What is needed →
Reproduce verbatim the passage of the tenth-birthday-party recollection below, starting at "Part of the" and ending at "just that way.".

I remember that day vividly. As I’d probably mentioned before, it seems like 20 years ago there were actual seasons in Los Angeles. That day was nice and grey, overcast and kinda chilly, just perfect for the festivities. I’ve always liked grey days. There’s hardly any of those nowadays. Sucks.

My 10th Birthday Party (2)

It’s always exciting to open up presents in front of all the friends who came over to your party. Here I am, having just unraveled a Hardy Boys mystery novel (which I believe Beth gave to me). Notice how everyone appears to be awe-struck by my gift. Not being much of the literary type at the time, I don’t think I read more than half the book before pedaling to jump off dirt ramps on my BMX bike with my friends. I’m not sure where the book is now. I remember being fascinated most of all by the blue edges it had on the pages. I thought someone had a job handpainting every single book off the line.

I just noticed that I used to wear the Adidas® knock-off shoes (as you see in the photo, with 4 stripes instead of 3). This was definitely before my awareness of Vans® slip-ons, and how you had to have them in order to be cool. I have an old blog entry which illustrated this whole phenomena. I’ll post it if I find it. I also just noticed the pair of Zips® shoes right next to mine (far left), which were a big hit in the late ’70s.

1980e

Part of the festivities that day included a basketball game, improvised by my dad, who gave a money prize to whoever made the most baskets from the free throw line (drawn with chalk). David (at center of photo) easily blew us all away. He was a really good ball player. I don’t remember what made me so jubilant at this particular moment (see me with the widest smile at left), but Dave kept his cool even though he completely demolished us. He was just that way.

Spotting some of the background scenery, I see my old Radio Flyer tricycle on the left, and a weird “banana bike” on the right (toppled over)—it literally was a plastic banana with blue wheels. Then there’s the workbench my dad constructed for all his projects…man that thing lasted forever.

Image point grounding data:

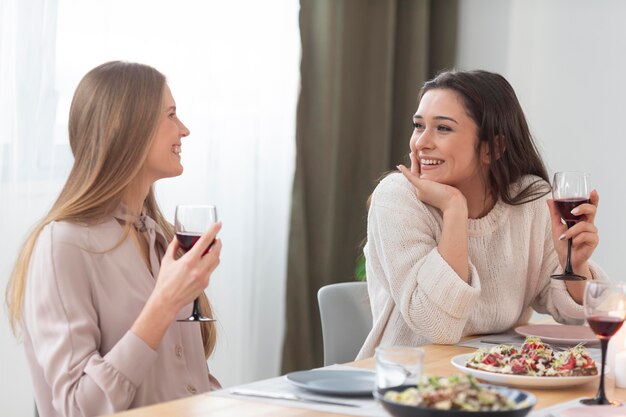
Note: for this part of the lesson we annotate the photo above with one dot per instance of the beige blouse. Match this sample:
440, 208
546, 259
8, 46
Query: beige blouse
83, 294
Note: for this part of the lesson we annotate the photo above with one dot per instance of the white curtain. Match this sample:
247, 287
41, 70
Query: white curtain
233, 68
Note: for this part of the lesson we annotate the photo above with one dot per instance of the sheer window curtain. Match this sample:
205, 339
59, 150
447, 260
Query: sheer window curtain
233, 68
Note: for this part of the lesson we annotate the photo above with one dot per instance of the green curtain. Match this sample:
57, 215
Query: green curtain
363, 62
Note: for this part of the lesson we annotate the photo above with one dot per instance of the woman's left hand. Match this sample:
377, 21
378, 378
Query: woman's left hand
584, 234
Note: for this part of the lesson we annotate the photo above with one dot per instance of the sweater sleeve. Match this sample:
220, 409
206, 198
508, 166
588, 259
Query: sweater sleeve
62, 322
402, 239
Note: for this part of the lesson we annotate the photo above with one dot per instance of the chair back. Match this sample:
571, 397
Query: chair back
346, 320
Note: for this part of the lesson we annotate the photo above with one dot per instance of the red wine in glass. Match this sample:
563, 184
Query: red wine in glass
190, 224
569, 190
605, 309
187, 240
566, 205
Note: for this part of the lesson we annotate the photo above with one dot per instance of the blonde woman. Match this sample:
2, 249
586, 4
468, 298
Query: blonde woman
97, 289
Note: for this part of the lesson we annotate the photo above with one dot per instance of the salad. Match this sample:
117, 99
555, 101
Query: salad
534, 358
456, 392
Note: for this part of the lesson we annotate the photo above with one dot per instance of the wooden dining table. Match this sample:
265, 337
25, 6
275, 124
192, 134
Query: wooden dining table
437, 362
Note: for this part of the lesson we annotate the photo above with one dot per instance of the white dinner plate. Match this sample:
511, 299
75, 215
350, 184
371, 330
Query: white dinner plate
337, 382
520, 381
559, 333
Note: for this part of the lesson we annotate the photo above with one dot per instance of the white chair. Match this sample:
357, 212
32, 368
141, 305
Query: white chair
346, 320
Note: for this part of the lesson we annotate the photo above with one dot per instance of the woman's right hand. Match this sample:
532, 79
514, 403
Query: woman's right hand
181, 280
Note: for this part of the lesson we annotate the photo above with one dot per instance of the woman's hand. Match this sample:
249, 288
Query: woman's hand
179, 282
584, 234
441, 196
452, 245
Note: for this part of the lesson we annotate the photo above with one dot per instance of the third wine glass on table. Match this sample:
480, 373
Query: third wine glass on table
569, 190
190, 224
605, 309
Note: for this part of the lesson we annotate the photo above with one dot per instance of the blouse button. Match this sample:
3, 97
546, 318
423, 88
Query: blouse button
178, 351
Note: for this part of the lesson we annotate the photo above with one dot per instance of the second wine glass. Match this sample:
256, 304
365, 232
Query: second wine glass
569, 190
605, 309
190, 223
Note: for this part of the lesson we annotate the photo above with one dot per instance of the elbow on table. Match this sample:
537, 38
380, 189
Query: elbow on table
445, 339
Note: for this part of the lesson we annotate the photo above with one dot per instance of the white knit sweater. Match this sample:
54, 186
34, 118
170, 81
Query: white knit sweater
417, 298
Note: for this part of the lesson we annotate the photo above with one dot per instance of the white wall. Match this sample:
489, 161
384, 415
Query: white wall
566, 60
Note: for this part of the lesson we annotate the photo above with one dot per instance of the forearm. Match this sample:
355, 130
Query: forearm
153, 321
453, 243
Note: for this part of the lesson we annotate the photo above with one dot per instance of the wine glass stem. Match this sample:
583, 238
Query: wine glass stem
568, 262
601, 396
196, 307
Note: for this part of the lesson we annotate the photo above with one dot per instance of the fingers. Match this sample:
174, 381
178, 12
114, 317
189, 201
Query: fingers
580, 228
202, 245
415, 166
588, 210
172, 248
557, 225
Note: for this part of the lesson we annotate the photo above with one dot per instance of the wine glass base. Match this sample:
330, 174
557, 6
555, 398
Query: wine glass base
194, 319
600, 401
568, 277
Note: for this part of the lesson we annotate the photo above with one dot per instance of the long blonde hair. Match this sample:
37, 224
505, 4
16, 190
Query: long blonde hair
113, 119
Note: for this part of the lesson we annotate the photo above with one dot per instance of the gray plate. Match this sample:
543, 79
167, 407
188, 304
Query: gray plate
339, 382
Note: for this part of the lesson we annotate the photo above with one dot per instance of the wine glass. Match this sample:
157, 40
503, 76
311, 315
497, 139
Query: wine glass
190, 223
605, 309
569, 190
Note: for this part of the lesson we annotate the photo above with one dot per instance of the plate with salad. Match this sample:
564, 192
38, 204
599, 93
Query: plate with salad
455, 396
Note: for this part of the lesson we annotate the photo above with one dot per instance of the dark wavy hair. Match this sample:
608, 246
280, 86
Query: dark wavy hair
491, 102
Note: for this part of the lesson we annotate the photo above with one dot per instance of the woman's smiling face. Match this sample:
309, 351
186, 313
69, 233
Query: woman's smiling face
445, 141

Output of the exercise →
Part of the festivities that day included a basketball game, improvised by my dad, who gave a money prize to whoever made the most baskets from the free throw line (drawn with chalk). David (at center of photo) easily blew us all away. He was a really good ball player. I don’t remember what made me so jubilant at this particular moment (see me with the widest smile at left), but Dave kept his cool even though he completely demolished us. He was just that way.